▸ REQUESTS
(a) Answer these questions using the eggplant recipe:
(i) Which variety of eggplant did the writer buy, and from which store?
(ii) How much oil does the ingredient list call for?
(iii) What three items make up the masala?
(b) From the listing, reproduce the part that opens with the line containing "The user's intent is to interact with the man's chin." and closes with the line containing "155 222 174 232", both lines included.

How many ever times i try Vankaya Vepudu won't get the same consistency as I used to get in India. Of course the Indian Eggplants are very tender and has less water compare to the Eggplants we get here in States. I have tried, Chinese Eggplant, Japanese Eggplant, Thai Eggplant but no luck so far. So Today I got Philippine Eggplants from Taj Groceries to try my luck with different variety of Eggplant and then, BINGO!  So if you wanna Vankaya Vepudu like back at Home ( India) then Phiippine Eggplant is the one you should look for in United States! Today I have tried Vankaya Vepudu with Coconut, Garlic and Green Chili Masala (freshly made), it tasted absolutely delicious when served with White Rice. Here is the recipe, Njoy!



Ingredients:
Philippine Eggplants - 3
Onion - 1/4 quarter ( White onion)
Dry Red Chili - 2
Chana Dal - 1 tsp
Urad Dal - 1 tsp
Cumin Seeds - 1/2 tsp
Mustard Seeds - 1 tsp
Curry Leaves - 1 stem or 5 to 6 leaves
salt - 1 tsp
Coriander Powder - 1 tsp
Oil - 3 Tbsp
Cilantro - 1 Tbsp for Garnish

Masala:
Fresh Coconut - 1/4 cup
Garlic Cloves - 4
Green Chili - 2

Preparatory Steps:
  • First chop Onion into thin slices length wise to match with eggplant pieces.
  • Wash and pat dry Eggplants, remove the stem and cut into 3 sections width wise and cut each piece into long thin slices length wise.

▸ AVAILABLE DATA
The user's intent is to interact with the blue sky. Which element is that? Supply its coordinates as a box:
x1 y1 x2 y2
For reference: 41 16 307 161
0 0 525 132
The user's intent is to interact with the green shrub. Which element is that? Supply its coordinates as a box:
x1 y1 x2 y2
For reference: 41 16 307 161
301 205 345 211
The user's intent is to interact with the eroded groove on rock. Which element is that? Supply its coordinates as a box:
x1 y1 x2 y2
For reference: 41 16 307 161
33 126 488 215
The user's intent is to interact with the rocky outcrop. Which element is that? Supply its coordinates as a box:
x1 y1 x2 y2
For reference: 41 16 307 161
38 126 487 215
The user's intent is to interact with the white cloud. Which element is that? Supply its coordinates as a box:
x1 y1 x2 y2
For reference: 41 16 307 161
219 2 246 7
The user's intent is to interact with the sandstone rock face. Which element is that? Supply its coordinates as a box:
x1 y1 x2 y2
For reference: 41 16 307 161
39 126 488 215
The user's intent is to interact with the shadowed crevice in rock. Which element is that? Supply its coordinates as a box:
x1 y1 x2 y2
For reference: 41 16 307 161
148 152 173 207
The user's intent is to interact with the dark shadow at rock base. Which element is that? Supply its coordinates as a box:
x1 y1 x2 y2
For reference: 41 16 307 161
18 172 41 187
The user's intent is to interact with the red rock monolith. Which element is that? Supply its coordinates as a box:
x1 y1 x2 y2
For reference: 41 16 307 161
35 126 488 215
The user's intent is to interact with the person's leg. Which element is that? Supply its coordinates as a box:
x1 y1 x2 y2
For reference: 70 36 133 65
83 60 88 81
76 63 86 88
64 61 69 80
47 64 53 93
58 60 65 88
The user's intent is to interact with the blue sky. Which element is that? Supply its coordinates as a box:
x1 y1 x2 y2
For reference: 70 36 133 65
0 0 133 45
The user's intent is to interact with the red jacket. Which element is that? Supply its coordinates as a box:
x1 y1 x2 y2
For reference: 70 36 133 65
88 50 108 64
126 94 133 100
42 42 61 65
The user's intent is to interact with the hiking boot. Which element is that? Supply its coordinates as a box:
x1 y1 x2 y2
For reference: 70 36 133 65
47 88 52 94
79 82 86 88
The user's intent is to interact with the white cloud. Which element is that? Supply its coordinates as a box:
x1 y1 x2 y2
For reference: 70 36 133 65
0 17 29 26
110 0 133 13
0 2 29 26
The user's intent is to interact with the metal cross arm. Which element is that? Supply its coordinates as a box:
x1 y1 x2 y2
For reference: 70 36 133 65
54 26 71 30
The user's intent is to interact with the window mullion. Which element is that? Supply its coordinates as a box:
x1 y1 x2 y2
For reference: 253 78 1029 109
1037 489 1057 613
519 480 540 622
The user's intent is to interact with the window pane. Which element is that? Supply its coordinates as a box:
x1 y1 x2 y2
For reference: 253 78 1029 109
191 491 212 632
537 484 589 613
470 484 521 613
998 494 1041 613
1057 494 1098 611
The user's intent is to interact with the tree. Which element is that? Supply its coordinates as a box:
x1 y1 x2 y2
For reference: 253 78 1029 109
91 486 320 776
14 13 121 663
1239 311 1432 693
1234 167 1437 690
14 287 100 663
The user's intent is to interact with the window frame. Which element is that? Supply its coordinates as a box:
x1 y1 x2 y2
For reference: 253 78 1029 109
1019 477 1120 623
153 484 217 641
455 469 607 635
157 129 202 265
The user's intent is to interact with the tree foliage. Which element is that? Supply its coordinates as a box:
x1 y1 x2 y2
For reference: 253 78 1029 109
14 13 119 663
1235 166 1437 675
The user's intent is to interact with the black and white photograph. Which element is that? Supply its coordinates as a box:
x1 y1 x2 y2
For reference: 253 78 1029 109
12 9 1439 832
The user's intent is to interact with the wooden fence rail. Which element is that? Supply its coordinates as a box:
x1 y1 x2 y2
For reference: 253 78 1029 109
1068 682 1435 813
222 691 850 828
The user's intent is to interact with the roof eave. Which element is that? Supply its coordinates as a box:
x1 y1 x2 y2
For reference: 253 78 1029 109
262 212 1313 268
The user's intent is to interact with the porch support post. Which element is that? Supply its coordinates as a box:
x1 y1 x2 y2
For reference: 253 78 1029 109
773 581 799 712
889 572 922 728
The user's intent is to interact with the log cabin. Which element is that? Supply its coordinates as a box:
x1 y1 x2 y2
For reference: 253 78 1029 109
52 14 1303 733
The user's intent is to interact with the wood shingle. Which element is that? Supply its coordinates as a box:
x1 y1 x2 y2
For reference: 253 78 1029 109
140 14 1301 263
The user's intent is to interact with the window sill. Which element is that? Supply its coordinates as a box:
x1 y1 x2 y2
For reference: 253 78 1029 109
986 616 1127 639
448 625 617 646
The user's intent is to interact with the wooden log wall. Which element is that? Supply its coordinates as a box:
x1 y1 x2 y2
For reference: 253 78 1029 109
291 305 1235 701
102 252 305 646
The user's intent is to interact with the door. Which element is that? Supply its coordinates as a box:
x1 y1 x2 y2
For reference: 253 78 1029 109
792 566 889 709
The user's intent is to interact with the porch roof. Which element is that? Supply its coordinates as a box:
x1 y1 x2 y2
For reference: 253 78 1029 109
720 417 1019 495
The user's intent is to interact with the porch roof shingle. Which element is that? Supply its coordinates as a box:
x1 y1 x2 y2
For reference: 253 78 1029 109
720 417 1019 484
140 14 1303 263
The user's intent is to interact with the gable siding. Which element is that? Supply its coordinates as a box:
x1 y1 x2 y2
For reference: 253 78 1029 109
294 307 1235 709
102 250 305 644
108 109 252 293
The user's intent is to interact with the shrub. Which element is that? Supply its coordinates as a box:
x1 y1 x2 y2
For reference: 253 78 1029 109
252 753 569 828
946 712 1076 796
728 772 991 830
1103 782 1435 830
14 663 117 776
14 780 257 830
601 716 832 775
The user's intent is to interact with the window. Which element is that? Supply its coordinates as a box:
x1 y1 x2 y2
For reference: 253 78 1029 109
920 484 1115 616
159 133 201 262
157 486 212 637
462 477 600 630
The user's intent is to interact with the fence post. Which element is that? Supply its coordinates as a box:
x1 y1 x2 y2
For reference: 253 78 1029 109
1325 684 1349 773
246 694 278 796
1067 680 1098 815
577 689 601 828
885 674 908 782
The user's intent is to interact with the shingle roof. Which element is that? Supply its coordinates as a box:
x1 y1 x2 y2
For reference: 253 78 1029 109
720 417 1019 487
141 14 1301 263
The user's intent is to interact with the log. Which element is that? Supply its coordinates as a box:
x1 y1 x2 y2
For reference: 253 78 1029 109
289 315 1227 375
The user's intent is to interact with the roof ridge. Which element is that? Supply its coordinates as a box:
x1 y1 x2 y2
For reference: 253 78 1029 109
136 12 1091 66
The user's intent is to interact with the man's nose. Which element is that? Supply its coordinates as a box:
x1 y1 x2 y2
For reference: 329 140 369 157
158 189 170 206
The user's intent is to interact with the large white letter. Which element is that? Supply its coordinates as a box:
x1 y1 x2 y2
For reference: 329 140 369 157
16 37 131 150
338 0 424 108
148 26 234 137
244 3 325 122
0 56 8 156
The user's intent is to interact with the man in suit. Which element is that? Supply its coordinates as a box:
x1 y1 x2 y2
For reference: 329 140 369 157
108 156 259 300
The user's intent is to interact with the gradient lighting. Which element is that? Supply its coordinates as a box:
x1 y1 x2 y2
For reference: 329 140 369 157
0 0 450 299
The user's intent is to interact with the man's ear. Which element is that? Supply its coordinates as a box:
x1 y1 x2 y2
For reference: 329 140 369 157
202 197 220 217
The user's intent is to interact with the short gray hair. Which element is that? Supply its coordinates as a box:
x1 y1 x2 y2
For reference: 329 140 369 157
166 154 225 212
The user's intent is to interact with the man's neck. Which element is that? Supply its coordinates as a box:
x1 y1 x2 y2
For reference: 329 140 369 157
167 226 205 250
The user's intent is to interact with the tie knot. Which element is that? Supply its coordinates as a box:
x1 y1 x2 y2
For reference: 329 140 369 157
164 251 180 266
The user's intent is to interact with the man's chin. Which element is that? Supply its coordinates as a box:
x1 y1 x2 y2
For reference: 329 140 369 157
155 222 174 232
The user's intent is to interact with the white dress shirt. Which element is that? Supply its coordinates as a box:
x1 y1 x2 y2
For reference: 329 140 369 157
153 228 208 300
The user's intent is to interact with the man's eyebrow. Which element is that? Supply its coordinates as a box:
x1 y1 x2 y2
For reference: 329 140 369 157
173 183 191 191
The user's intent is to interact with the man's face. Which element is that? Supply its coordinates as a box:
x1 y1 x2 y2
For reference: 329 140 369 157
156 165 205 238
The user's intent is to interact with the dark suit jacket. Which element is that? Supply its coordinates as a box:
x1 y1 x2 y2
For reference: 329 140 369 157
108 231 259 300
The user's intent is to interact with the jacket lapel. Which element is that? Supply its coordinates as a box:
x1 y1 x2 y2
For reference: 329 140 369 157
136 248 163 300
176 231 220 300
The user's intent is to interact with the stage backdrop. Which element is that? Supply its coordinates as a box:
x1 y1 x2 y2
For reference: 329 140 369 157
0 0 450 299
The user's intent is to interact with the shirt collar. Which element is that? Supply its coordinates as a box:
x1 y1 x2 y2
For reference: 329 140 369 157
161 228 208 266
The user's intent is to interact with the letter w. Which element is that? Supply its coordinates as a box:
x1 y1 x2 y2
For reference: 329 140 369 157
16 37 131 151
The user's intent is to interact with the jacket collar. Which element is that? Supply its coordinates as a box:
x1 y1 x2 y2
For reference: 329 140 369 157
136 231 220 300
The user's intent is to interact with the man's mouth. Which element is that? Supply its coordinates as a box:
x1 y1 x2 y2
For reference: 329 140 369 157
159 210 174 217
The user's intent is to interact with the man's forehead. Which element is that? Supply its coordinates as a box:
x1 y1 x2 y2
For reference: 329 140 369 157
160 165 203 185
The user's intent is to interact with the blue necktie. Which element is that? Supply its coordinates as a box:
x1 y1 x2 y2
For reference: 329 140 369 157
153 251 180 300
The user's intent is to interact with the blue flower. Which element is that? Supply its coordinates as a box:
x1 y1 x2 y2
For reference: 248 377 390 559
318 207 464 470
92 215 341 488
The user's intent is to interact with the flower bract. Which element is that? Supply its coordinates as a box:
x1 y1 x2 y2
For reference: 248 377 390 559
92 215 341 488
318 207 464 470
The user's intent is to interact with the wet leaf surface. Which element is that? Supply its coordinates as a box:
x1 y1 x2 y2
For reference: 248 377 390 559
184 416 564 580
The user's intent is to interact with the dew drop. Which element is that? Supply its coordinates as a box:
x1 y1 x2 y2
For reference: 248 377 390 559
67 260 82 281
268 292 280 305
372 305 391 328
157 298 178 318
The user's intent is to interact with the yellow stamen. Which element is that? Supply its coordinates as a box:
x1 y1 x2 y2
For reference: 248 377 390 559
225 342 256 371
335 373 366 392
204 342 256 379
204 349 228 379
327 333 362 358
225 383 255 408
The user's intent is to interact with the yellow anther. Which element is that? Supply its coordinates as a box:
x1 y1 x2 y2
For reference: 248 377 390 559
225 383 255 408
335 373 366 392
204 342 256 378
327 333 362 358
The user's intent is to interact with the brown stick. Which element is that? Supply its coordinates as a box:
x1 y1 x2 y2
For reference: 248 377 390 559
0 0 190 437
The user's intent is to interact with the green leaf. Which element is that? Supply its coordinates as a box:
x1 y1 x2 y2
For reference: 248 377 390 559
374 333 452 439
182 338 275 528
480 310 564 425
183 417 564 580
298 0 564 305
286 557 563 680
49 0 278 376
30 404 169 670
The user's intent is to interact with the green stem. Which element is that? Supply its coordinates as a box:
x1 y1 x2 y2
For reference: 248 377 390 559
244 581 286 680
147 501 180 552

▸ ANSWERS TO THE TASKS
(a)
(i) Philippine eggplants, bought from Taj Groceries.
(ii) 3 Tbsp.
(iii) Fresh coconut (1/4 cup), garlic cloves (4), and green chili (2).

(b)
The user's intent is to interact with the man's chin. Which element is that? Supply its coordinates as a box:
x1 y1 x2 y2
For reference: 329 140 369 157
155 222 174 232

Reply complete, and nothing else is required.